EXERCISE TEXT:

....

The industry brings with it further positives.  It provides a significant source of income and employment for a growing number of local communities, particularly those in developing countries such as the African nations that struggle to generate economic growth.  Wildlife tours stimulate secondary commercial activity resulting in a knock on effect to local economies.  Infrastructure is often put in place solely to accommodate tourist traffic, however in many cases its implementation is as equally beneficial to residents as it is to visitors.  All of this helps to improve the standard of living and quality of life experienced by local people.   

As interest in wildlife continues to grow, particularly due to its exposure in international media, so too does the demand for wildlife excursion packages.   In order to meet this demand more and more suppliers are entering the market and as a result the wildlife tourism industry continues to expand.  But how sustainable is this growth?  And is wildlife tourism as eco and animal friendly as it appears at first glance?

....

EXERCISE DATA:

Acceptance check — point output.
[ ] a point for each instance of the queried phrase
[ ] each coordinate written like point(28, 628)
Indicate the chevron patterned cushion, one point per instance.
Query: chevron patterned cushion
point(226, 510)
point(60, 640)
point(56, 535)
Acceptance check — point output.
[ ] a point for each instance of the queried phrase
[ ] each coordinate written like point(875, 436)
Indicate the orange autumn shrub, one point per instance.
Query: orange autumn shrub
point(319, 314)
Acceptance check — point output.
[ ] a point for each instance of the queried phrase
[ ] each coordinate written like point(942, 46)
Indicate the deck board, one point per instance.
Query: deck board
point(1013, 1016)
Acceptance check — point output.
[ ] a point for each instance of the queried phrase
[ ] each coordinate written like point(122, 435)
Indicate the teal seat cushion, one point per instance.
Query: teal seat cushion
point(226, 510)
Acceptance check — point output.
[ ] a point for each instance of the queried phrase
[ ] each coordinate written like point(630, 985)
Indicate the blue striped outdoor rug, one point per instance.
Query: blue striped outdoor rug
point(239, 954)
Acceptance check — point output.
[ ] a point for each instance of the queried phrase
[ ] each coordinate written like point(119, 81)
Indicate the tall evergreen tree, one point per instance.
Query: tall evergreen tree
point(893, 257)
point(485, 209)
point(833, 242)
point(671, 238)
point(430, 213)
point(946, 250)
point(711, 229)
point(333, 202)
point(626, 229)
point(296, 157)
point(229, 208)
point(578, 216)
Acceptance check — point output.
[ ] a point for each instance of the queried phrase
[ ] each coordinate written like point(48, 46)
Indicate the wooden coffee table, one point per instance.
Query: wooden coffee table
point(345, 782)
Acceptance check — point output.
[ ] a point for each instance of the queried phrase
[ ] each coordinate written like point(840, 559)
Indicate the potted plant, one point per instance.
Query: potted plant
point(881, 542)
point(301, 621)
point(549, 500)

....

STUDY QUESTIONS:
[A] According to the wildlife tourism text, what is a particular reason for the growing interest in wildlife?
[B] Carry on the wildlife tourism text, starting after its last sentence.
The listing is separate material and has no connection to the wildlife tourism text.

ANSWER SECTION:
[A] Its exposure in international media.

[B]
As the industry grows, large-scale international companies threaten the presence of local tour suppliers in the market.  The freezing out or suppression of these businesses is likely to result in a Western-owned industry for Westerners, a situation that, as is the case with other similarly structured industries, can be conducive to the exploitation of workers and local resources.  

Already the environment is suffering as a consequence of wildlife tourism.  The demand for wildlife packages has created a boom in hotel and resort construction, particularly on rainforest or mangrove forest lands.  This development contributes to deforestation and serves to narrow the expanse of natural habitat available to animals.  

Directly affecting animals and their habitat is the issue of disturbance.  Wildlife viewing can disrupt feeding or nesting sites, disturb breeding patterns or scare away animals.  In Kenya, for example, tourist presence drives cheetahs off their reserves, increasing the risk of inbreeding and thus further endangering the species. For other animals disturbance can have the opposite, but equally as damaging affect; they acclimate to the presence of humans, making them more vulnerable to poachers and more likely to enter human settlements.  Animals that are distracted by the presence of tourists are made more vulnerable to their predators.  For some animals, for example Canada's harp seals, disturbance has also been found to cause a decline in the attendance of adults to their young.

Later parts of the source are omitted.